WHAT TO PRODUCE: Copy out all the records, word for word.

(RECORDS SHOWN Opens)

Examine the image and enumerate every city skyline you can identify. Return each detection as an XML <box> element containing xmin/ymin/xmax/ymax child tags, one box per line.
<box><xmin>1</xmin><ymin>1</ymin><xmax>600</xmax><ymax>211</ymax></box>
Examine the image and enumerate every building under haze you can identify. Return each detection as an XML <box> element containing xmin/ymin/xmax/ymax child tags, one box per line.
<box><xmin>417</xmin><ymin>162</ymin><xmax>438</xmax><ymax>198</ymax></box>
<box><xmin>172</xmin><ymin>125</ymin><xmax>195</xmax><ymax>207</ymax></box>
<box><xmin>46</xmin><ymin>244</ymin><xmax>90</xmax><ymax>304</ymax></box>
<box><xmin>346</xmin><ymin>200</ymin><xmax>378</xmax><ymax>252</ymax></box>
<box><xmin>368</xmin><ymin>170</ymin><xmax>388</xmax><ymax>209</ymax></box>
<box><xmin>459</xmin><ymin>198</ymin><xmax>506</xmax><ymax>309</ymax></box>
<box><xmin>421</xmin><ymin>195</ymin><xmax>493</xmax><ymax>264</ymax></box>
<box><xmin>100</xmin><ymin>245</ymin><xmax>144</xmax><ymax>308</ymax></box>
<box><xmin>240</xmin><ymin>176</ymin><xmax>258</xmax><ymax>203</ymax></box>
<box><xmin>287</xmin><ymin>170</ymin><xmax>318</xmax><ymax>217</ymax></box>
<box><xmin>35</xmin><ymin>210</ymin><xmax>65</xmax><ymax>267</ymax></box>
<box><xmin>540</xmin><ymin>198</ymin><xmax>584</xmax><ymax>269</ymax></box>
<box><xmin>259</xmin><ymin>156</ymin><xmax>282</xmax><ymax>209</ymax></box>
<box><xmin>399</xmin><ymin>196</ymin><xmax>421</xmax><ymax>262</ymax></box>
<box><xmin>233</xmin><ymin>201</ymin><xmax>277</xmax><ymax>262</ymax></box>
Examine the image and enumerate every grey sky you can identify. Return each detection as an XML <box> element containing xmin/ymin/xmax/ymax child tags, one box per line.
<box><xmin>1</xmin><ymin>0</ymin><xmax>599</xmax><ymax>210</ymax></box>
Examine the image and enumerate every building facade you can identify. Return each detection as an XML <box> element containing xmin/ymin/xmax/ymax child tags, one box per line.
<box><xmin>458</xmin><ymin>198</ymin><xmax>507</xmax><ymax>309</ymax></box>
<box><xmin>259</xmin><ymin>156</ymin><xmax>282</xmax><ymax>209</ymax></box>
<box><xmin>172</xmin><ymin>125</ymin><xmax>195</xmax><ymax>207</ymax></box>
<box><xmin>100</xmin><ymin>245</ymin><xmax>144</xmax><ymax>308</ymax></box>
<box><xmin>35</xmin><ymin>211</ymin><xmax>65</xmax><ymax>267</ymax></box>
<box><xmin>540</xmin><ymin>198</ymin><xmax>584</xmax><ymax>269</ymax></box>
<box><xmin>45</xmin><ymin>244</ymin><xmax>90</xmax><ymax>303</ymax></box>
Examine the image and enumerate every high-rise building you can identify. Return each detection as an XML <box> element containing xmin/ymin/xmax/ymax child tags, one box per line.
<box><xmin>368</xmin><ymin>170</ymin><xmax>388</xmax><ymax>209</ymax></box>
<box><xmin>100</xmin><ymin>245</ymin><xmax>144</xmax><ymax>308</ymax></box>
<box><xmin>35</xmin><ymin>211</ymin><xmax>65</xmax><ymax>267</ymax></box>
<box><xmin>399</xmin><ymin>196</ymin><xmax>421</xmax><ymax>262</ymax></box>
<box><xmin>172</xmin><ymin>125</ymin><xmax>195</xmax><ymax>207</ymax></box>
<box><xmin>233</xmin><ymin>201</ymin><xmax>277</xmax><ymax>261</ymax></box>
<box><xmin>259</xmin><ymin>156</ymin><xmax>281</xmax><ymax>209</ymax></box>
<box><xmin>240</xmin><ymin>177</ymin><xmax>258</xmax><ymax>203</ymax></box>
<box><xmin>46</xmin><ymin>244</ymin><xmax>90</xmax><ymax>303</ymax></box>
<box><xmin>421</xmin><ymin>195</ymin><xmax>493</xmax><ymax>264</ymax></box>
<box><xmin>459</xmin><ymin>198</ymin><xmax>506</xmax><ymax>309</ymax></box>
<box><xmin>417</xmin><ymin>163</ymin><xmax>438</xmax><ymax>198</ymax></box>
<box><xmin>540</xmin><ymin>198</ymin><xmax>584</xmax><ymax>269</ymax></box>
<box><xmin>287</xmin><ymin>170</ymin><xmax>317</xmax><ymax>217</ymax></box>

(RECORDS SHOWN Closes)

ANSWER TO THE PROBLEM:
Examine the image and enumerate every city skyline you can identify. Return each detection as an XML <box> element containing xmin/ymin/xmax/ymax child tags, one box per line.
<box><xmin>1</xmin><ymin>1</ymin><xmax>600</xmax><ymax>211</ymax></box>
Examine the image and enumerate every building under haze you can identify. Return each detection as an XML <box> element containing xmin/ymin/xmax/ymax child tags, one box per line.
<box><xmin>417</xmin><ymin>162</ymin><xmax>438</xmax><ymax>198</ymax></box>
<box><xmin>172</xmin><ymin>125</ymin><xmax>195</xmax><ymax>207</ymax></box>
<box><xmin>46</xmin><ymin>244</ymin><xmax>90</xmax><ymax>304</ymax></box>
<box><xmin>346</xmin><ymin>200</ymin><xmax>378</xmax><ymax>252</ymax></box>
<box><xmin>368</xmin><ymin>170</ymin><xmax>388</xmax><ymax>209</ymax></box>
<box><xmin>459</xmin><ymin>198</ymin><xmax>506</xmax><ymax>309</ymax></box>
<box><xmin>421</xmin><ymin>195</ymin><xmax>493</xmax><ymax>264</ymax></box>
<box><xmin>100</xmin><ymin>245</ymin><xmax>144</xmax><ymax>308</ymax></box>
<box><xmin>240</xmin><ymin>176</ymin><xmax>258</xmax><ymax>203</ymax></box>
<box><xmin>287</xmin><ymin>170</ymin><xmax>318</xmax><ymax>217</ymax></box>
<box><xmin>35</xmin><ymin>210</ymin><xmax>65</xmax><ymax>267</ymax></box>
<box><xmin>540</xmin><ymin>198</ymin><xmax>584</xmax><ymax>269</ymax></box>
<box><xmin>259</xmin><ymin>156</ymin><xmax>282</xmax><ymax>209</ymax></box>
<box><xmin>399</xmin><ymin>196</ymin><xmax>421</xmax><ymax>262</ymax></box>
<box><xmin>233</xmin><ymin>201</ymin><xmax>277</xmax><ymax>262</ymax></box>
Examine the image and enumerate every grey sky you can identify. Return each detection as an XML <box> element containing xmin/ymin/xmax/ymax child tags, one box per line.
<box><xmin>1</xmin><ymin>0</ymin><xmax>599</xmax><ymax>210</ymax></box>
Examine the image and enumerate every building facade you can identify. Return each detection as an XML <box> element containing xmin/ymin/xmax/ymax child tags, one box per line.
<box><xmin>458</xmin><ymin>198</ymin><xmax>507</xmax><ymax>309</ymax></box>
<box><xmin>259</xmin><ymin>156</ymin><xmax>282</xmax><ymax>209</ymax></box>
<box><xmin>172</xmin><ymin>125</ymin><xmax>195</xmax><ymax>207</ymax></box>
<box><xmin>100</xmin><ymin>245</ymin><xmax>144</xmax><ymax>308</ymax></box>
<box><xmin>35</xmin><ymin>211</ymin><xmax>65</xmax><ymax>267</ymax></box>
<box><xmin>540</xmin><ymin>198</ymin><xmax>584</xmax><ymax>269</ymax></box>
<box><xmin>45</xmin><ymin>244</ymin><xmax>90</xmax><ymax>303</ymax></box>
Examine the image and enumerate every high-rise building you can identify. Return each detection as an XML <box> element containing xmin/ymin/xmax/ymax child tags, one box per line.
<box><xmin>368</xmin><ymin>170</ymin><xmax>388</xmax><ymax>209</ymax></box>
<box><xmin>100</xmin><ymin>245</ymin><xmax>144</xmax><ymax>308</ymax></box>
<box><xmin>35</xmin><ymin>211</ymin><xmax>65</xmax><ymax>267</ymax></box>
<box><xmin>399</xmin><ymin>196</ymin><xmax>421</xmax><ymax>262</ymax></box>
<box><xmin>172</xmin><ymin>125</ymin><xmax>195</xmax><ymax>207</ymax></box>
<box><xmin>233</xmin><ymin>201</ymin><xmax>277</xmax><ymax>261</ymax></box>
<box><xmin>259</xmin><ymin>156</ymin><xmax>281</xmax><ymax>209</ymax></box>
<box><xmin>240</xmin><ymin>177</ymin><xmax>258</xmax><ymax>203</ymax></box>
<box><xmin>46</xmin><ymin>244</ymin><xmax>90</xmax><ymax>303</ymax></box>
<box><xmin>421</xmin><ymin>195</ymin><xmax>493</xmax><ymax>264</ymax></box>
<box><xmin>459</xmin><ymin>198</ymin><xmax>506</xmax><ymax>309</ymax></box>
<box><xmin>417</xmin><ymin>163</ymin><xmax>438</xmax><ymax>198</ymax></box>
<box><xmin>540</xmin><ymin>198</ymin><xmax>584</xmax><ymax>269</ymax></box>
<box><xmin>287</xmin><ymin>170</ymin><xmax>317</xmax><ymax>217</ymax></box>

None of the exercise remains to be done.